# Data lines

## BEGIN

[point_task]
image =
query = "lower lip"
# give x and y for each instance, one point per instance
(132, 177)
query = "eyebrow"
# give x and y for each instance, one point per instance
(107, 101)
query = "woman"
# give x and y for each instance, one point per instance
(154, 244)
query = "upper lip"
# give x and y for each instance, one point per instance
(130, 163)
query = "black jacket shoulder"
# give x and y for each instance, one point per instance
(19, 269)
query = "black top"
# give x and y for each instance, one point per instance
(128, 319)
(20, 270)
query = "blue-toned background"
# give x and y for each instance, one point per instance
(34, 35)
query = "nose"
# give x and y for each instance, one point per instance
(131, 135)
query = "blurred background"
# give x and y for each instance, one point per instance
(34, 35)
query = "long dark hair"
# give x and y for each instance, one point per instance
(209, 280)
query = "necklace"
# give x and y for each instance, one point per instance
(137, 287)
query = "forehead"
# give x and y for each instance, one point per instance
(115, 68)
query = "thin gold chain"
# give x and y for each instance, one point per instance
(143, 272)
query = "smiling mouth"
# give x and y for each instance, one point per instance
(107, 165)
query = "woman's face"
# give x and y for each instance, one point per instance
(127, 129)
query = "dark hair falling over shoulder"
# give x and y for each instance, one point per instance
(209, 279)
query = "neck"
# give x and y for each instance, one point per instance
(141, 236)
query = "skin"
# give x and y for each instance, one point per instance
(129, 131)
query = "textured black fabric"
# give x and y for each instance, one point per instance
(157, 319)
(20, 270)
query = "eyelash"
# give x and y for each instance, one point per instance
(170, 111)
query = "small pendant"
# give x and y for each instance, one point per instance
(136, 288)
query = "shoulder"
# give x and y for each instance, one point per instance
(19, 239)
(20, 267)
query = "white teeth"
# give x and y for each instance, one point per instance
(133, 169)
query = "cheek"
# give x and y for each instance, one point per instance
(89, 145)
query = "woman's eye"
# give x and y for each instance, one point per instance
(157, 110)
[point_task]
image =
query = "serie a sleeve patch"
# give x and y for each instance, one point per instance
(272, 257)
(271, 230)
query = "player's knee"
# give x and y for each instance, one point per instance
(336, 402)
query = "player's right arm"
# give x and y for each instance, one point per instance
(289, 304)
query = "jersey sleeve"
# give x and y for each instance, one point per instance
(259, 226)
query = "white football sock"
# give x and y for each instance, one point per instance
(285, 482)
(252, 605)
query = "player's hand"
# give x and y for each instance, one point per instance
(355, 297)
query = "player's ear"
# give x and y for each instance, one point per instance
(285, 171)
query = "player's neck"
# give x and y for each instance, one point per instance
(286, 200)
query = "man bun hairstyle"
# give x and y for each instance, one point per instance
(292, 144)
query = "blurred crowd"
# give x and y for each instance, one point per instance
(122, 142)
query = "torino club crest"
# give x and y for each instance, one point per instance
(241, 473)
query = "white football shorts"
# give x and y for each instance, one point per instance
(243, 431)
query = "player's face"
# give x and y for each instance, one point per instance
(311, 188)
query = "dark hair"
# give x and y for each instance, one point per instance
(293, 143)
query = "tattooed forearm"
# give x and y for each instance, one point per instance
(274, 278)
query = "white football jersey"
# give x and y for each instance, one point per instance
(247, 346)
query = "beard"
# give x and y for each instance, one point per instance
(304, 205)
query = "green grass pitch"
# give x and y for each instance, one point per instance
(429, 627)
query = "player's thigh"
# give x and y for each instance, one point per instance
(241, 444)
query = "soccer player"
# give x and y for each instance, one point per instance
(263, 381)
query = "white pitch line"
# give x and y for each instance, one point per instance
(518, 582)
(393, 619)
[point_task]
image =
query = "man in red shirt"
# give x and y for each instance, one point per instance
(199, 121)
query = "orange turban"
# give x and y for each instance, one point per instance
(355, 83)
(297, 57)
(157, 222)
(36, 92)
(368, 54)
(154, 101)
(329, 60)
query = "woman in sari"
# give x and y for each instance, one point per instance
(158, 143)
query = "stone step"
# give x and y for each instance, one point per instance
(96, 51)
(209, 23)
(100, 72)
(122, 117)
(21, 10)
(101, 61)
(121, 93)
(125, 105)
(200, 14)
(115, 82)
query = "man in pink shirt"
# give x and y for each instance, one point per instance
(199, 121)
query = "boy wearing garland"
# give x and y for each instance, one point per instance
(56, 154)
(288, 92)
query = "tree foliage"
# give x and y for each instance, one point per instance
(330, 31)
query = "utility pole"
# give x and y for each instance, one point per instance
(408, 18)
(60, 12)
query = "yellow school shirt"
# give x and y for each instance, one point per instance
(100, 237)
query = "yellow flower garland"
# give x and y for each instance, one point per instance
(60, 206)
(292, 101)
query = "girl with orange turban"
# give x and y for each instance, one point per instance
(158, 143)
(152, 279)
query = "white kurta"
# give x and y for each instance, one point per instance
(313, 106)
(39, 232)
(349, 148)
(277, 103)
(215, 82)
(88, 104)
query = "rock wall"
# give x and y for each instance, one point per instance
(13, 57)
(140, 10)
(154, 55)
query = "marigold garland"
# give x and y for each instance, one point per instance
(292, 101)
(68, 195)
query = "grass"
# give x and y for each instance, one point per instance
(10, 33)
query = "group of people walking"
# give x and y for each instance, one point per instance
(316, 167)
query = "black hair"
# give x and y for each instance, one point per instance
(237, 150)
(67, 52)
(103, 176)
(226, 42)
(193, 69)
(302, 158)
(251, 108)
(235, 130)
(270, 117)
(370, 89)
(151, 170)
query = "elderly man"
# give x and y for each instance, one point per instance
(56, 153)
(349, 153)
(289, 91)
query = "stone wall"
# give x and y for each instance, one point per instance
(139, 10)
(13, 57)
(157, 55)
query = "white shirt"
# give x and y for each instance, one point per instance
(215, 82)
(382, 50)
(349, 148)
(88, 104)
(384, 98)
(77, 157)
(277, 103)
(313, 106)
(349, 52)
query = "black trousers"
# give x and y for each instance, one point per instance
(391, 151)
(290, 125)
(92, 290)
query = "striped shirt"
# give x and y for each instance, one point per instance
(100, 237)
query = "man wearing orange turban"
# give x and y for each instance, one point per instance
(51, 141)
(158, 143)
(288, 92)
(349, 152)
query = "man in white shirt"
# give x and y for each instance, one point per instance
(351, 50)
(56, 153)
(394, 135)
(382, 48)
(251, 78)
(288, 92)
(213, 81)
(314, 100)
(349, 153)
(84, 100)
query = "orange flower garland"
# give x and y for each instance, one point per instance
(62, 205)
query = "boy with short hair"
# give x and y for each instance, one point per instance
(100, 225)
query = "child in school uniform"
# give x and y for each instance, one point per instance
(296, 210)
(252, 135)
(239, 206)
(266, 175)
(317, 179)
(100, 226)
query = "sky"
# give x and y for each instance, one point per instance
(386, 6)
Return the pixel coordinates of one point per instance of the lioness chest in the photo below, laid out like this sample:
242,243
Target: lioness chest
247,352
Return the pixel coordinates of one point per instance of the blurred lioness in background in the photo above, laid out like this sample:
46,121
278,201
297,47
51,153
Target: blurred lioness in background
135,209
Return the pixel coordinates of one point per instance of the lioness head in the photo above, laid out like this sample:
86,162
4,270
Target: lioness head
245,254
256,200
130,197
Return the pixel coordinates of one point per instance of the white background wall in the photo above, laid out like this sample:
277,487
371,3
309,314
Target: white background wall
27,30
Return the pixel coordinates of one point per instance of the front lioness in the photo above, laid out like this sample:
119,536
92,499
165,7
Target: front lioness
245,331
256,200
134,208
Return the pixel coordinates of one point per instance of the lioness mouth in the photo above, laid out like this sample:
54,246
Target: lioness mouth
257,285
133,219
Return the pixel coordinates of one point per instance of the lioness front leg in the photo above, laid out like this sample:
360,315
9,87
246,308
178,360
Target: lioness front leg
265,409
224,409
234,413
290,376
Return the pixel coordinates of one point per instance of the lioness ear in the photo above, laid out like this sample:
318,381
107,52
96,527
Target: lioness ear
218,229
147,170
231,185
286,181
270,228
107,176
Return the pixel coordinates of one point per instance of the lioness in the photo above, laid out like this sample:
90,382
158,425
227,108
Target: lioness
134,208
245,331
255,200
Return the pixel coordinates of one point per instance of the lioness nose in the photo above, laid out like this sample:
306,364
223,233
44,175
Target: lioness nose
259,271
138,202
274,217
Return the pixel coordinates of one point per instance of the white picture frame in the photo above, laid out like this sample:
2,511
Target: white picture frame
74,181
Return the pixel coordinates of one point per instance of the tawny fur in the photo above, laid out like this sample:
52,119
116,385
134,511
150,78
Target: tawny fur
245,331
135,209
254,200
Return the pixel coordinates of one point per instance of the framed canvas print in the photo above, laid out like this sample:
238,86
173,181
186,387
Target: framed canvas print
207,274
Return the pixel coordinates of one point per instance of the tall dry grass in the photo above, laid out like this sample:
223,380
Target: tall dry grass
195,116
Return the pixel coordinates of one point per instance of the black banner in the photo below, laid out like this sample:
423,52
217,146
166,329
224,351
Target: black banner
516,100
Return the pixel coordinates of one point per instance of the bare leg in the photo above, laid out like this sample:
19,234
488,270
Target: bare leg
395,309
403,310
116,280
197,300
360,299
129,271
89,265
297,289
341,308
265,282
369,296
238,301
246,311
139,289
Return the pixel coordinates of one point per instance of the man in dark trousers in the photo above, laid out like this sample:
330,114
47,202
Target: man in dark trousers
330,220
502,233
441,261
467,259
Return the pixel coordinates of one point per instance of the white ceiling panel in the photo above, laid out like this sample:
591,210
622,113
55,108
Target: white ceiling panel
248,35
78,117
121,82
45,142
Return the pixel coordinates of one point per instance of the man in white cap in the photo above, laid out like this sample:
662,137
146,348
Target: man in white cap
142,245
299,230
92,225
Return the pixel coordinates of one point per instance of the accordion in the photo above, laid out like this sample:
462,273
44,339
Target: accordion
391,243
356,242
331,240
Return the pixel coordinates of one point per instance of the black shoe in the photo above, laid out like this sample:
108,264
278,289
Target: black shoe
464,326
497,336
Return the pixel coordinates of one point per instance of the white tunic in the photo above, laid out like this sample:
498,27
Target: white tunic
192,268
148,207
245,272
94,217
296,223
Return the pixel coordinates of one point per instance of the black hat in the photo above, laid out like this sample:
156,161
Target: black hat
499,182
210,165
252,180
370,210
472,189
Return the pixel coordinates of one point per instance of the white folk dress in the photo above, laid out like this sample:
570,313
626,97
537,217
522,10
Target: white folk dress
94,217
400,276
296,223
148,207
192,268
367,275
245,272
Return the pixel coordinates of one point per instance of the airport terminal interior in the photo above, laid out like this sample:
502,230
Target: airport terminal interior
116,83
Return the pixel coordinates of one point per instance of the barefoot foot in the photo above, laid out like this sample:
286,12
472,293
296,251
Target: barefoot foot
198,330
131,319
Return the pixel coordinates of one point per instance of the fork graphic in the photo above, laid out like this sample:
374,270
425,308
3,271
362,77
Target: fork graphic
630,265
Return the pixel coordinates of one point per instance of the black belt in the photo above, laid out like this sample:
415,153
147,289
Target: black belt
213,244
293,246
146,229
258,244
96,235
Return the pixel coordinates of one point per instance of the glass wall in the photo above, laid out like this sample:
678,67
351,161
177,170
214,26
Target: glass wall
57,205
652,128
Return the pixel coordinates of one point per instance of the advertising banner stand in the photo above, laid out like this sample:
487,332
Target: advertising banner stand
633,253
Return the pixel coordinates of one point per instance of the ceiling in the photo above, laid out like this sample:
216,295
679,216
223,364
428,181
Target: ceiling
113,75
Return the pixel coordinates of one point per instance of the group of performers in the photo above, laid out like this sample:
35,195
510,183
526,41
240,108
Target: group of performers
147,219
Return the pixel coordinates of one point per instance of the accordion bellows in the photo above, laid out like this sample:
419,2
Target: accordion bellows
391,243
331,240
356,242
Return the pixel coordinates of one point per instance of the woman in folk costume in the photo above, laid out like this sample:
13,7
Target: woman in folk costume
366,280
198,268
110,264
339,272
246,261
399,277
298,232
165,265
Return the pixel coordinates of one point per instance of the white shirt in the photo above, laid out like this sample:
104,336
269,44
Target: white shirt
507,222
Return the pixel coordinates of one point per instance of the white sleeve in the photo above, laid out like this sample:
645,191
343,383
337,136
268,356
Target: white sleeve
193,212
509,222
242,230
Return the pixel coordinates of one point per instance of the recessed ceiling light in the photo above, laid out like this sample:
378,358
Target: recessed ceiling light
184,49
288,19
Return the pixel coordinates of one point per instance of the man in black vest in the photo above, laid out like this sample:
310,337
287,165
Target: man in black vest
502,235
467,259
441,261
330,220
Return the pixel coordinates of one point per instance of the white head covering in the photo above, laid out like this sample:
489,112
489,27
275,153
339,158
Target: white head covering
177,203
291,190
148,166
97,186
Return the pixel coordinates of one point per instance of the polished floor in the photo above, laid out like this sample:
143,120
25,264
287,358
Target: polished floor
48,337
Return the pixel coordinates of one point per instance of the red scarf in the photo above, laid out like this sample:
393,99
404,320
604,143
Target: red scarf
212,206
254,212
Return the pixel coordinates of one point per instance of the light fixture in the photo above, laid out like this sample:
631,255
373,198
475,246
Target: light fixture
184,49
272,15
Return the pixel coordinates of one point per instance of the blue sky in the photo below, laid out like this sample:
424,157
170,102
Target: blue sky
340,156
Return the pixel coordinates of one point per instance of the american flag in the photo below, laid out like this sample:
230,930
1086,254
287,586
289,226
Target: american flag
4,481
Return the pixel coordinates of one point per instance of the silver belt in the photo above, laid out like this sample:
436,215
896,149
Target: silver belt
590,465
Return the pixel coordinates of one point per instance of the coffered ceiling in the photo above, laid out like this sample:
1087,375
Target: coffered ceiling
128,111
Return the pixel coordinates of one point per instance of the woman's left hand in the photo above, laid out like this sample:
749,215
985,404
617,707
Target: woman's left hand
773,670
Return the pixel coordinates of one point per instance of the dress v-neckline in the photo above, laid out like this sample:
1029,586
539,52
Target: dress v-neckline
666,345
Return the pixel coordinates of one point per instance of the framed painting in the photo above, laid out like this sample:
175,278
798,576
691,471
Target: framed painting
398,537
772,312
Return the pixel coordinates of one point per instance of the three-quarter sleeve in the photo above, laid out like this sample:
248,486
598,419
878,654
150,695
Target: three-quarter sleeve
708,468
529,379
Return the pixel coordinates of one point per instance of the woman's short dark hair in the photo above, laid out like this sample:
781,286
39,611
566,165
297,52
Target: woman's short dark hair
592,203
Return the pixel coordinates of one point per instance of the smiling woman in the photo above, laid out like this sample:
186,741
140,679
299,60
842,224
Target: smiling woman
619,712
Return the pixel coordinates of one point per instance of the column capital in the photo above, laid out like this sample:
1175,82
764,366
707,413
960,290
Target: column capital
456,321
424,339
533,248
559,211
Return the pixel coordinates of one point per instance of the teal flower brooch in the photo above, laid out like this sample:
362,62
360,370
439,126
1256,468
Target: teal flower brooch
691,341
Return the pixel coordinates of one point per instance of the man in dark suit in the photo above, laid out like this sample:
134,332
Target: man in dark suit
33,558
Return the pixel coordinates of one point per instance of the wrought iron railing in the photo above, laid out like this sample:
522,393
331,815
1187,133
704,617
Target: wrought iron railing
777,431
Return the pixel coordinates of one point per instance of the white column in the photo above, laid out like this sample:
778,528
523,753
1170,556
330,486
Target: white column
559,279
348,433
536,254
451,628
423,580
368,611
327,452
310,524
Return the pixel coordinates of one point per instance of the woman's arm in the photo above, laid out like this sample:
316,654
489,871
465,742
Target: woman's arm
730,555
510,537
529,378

## END

# Written problem
Lines from the one containing "of the column" through the final line are to be given again verbatim, with nothing before or after.

# Answer for this exercise
Return the pixel coordinates of one point per instance of the column capital in the photo above, laid out like this sample:
1175,82
764,366
707,413
960,290
Target: column capital
456,321
424,339
533,248
559,211
Return the pixel coordinates of one point per instance of the teal flower brooch in the photo above, laid out like this sample:
362,62
360,370
439,126
1256,468
Target: teal flower brooch
691,341
Return the pixel coordinates of one point per instance of the man in dark suit in the photo above, laid out like this sample:
134,332
Target: man in dark suit
33,558
Return the pixel coordinates of one point per instance of the wrought iron railing in the photo above, laid out like this sample:
522,393
331,815
1187,133
704,617
Target: wrought iron railing
777,431
Return the pixel coordinates of one point per instance of the white column in the photo above, laid out like this sample:
778,528
523,753
1170,556
330,486
Target: white column
559,279
348,433
536,254
451,628
423,580
368,611
327,452
310,524
Return the pixel coordinates of one point per instance of the woman's arm in the photo above, laid out like this sample:
316,654
489,871
465,742
Target: woman's arm
730,555
510,537
529,378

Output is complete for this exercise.